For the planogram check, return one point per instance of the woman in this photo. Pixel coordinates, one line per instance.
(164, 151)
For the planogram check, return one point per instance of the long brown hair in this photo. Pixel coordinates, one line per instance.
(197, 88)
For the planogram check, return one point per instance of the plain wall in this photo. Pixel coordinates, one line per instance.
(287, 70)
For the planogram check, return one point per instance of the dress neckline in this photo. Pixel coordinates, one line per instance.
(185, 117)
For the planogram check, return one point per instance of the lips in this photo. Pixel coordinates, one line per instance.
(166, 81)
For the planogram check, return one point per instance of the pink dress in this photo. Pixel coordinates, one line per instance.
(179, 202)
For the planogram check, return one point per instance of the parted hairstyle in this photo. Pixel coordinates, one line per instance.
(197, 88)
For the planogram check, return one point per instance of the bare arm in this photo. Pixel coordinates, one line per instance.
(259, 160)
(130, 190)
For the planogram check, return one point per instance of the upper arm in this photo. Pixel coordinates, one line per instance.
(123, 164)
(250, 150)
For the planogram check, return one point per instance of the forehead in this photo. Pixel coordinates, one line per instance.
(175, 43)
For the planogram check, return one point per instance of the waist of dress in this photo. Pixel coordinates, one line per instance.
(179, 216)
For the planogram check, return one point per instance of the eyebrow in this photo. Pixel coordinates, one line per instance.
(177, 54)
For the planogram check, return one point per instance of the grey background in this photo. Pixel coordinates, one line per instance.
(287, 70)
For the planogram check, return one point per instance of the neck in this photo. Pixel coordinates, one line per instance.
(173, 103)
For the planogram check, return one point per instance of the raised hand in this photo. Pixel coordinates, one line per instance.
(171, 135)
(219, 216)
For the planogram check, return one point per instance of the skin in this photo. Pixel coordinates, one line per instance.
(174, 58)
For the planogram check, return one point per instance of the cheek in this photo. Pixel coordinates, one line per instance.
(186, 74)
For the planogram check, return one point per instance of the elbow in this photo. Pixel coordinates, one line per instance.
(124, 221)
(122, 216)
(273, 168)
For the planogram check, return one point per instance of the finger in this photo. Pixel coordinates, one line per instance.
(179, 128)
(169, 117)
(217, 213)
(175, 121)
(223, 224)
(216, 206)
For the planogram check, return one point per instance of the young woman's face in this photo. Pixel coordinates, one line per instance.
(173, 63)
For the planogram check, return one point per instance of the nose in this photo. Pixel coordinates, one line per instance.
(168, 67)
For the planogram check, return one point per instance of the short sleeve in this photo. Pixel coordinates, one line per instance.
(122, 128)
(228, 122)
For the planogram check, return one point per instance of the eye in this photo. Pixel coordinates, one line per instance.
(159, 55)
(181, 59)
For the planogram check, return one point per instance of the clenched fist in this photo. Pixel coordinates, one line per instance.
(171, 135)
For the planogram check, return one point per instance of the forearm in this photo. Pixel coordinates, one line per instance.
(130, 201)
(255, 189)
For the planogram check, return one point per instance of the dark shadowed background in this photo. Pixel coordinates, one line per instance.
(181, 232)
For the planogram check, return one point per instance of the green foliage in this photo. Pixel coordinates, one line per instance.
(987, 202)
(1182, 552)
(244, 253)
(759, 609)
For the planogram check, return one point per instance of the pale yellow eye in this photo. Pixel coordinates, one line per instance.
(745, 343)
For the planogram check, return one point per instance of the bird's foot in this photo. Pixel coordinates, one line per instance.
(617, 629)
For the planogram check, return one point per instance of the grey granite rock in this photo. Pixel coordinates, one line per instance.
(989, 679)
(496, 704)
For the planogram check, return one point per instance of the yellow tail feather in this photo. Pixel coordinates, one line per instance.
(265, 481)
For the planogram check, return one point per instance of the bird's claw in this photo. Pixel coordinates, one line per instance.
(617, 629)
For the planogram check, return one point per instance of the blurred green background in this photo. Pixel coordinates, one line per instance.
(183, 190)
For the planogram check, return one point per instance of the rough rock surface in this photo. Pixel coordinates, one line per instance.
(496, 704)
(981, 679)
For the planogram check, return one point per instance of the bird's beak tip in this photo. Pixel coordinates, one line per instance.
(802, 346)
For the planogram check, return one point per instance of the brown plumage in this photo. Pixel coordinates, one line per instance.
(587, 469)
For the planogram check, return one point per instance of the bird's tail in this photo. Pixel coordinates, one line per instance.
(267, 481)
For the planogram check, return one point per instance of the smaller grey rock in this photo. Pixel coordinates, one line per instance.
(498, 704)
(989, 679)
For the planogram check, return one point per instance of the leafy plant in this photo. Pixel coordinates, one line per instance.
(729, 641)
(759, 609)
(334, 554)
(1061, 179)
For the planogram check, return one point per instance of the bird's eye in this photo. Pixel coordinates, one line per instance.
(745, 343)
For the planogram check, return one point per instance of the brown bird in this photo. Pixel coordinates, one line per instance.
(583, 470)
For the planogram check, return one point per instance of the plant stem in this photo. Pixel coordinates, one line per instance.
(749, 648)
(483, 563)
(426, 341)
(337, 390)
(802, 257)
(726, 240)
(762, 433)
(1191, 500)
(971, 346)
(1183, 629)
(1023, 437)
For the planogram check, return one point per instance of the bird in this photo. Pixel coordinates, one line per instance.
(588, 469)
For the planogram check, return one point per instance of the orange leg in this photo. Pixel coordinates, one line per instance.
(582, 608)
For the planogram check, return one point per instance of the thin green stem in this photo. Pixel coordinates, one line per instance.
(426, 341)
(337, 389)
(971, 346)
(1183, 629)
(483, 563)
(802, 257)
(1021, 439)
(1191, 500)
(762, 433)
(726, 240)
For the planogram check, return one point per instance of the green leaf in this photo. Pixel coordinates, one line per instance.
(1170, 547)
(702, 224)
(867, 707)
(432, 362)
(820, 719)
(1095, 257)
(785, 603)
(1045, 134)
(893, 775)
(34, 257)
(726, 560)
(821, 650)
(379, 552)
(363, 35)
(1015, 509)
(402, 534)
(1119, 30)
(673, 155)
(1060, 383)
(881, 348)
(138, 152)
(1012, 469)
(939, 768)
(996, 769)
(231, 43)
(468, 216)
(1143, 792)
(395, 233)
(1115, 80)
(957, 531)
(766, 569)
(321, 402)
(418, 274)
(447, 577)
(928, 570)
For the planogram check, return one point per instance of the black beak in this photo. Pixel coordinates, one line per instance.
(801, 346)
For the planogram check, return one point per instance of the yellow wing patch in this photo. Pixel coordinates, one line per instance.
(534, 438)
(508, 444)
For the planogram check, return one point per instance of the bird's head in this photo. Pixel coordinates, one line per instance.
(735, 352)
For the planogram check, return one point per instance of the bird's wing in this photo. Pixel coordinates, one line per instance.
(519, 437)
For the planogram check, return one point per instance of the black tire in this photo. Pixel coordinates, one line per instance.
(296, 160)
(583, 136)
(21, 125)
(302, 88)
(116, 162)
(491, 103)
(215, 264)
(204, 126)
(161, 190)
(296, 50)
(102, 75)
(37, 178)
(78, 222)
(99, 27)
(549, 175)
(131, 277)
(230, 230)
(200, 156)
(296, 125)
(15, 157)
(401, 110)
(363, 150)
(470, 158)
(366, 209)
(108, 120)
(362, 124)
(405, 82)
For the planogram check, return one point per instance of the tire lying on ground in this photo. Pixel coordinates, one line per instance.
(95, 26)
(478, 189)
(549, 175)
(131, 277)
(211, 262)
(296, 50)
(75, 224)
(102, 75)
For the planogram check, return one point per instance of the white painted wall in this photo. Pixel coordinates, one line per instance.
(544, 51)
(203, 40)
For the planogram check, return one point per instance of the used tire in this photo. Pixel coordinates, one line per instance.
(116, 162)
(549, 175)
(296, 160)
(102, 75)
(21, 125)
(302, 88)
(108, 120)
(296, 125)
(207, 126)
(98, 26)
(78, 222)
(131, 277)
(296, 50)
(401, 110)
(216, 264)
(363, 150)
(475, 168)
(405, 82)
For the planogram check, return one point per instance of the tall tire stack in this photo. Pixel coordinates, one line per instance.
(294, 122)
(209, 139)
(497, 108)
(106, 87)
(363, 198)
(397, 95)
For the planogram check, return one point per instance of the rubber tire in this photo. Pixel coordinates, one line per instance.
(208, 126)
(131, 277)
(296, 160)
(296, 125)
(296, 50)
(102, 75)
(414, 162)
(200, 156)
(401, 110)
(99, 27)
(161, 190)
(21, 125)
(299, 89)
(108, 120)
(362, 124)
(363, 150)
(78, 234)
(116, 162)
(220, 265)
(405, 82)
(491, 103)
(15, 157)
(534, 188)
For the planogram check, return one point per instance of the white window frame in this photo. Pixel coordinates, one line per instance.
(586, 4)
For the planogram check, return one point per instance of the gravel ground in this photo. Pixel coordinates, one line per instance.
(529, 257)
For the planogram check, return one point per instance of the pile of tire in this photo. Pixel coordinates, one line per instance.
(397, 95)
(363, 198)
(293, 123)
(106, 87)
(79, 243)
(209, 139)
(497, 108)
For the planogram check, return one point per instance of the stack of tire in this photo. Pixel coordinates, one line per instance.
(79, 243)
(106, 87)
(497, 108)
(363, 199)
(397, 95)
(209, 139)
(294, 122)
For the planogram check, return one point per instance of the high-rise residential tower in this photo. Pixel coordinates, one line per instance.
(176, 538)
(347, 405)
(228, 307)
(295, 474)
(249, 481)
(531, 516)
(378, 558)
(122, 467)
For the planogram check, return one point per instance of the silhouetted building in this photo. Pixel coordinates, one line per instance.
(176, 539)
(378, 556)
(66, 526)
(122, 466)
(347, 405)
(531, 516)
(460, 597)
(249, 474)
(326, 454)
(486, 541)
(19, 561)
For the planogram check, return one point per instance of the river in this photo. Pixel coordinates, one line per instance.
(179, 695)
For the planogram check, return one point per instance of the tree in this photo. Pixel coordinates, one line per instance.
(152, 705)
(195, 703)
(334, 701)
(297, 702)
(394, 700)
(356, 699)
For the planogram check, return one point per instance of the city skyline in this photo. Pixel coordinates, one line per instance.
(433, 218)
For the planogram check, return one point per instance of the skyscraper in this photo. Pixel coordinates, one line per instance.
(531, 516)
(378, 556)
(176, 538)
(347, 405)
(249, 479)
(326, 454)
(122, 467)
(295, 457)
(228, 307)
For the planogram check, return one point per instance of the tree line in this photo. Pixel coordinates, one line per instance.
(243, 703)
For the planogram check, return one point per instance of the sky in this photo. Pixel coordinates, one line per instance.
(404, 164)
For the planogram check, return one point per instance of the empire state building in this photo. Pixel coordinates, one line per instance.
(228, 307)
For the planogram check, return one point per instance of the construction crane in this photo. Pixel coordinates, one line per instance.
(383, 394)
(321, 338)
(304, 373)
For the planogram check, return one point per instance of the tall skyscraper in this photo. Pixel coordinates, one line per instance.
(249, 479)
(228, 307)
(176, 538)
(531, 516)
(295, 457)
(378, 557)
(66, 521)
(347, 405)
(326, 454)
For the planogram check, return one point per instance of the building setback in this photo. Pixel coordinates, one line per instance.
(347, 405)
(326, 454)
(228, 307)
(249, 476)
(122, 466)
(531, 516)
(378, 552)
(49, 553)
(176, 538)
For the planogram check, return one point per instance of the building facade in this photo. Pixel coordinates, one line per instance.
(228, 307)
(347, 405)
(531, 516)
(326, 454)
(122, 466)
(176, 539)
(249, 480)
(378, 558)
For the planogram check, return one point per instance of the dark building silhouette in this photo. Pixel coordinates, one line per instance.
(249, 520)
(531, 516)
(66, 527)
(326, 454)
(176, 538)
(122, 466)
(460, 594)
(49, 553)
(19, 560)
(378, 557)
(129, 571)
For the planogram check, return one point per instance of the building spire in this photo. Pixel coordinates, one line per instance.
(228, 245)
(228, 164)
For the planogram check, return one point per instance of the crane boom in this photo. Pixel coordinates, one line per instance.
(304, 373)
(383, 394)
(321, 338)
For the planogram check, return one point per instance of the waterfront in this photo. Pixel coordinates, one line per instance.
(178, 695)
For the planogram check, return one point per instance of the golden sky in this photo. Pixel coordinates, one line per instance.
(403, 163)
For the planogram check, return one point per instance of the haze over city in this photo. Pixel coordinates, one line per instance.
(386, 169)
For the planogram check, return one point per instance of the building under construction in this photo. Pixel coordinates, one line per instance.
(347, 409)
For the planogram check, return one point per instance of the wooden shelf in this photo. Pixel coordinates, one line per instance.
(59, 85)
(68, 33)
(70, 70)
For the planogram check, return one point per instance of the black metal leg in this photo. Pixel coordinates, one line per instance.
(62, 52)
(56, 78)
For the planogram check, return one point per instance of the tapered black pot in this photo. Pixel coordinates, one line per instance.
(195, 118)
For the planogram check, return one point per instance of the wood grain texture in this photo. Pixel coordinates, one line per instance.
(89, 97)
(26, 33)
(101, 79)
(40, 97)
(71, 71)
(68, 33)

• AIM: Write out only the final block of lines, starting at the line with "the building spire" and running to the end of the material.

• EXERCISE OUTPUT:
For the planogram check, return one point per instance of the building spire in this photo. Pixel coordinates, one line per instance.
(228, 245)
(228, 164)
For the planogram check, return one point per instance of the crane boom in this photo. Pixel coordinates, one line per instance.
(304, 373)
(383, 394)
(321, 338)
For the planogram check, return one point per instance of the waterfront in this photo. Pixel coordinates, one line per instance.
(178, 695)
For the planogram check, return one point per instance of the golden sky in this photo. Pixel coordinates, one line per instance.
(403, 163)
For the planogram check, return one point per instance of the haze over city in this photo. Pixel coordinates, one line per instance.
(386, 169)
For the planogram check, return one point per instance of the building under construction in this photo. Pixel coordinates, one line per instance.
(347, 409)
For the planogram check, return one point per instance of the wooden shelf in this photo. Pixel coordinates, one line per instance.
(59, 85)
(68, 33)
(70, 70)
For the planogram check, return one point per instance of the black metal leg in this photo. Pixel coordinates, one line per instance.
(62, 52)
(56, 78)
For the planogram check, return one point per instance of the tapered black pot in this photo. Pixel coordinates, one line per instance.
(195, 118)
For the planogram check, return one point per instance of the wood grain texture in this photo. Pixel coordinates, one line per instance.
(89, 97)
(26, 33)
(101, 79)
(40, 97)
(71, 71)
(68, 33)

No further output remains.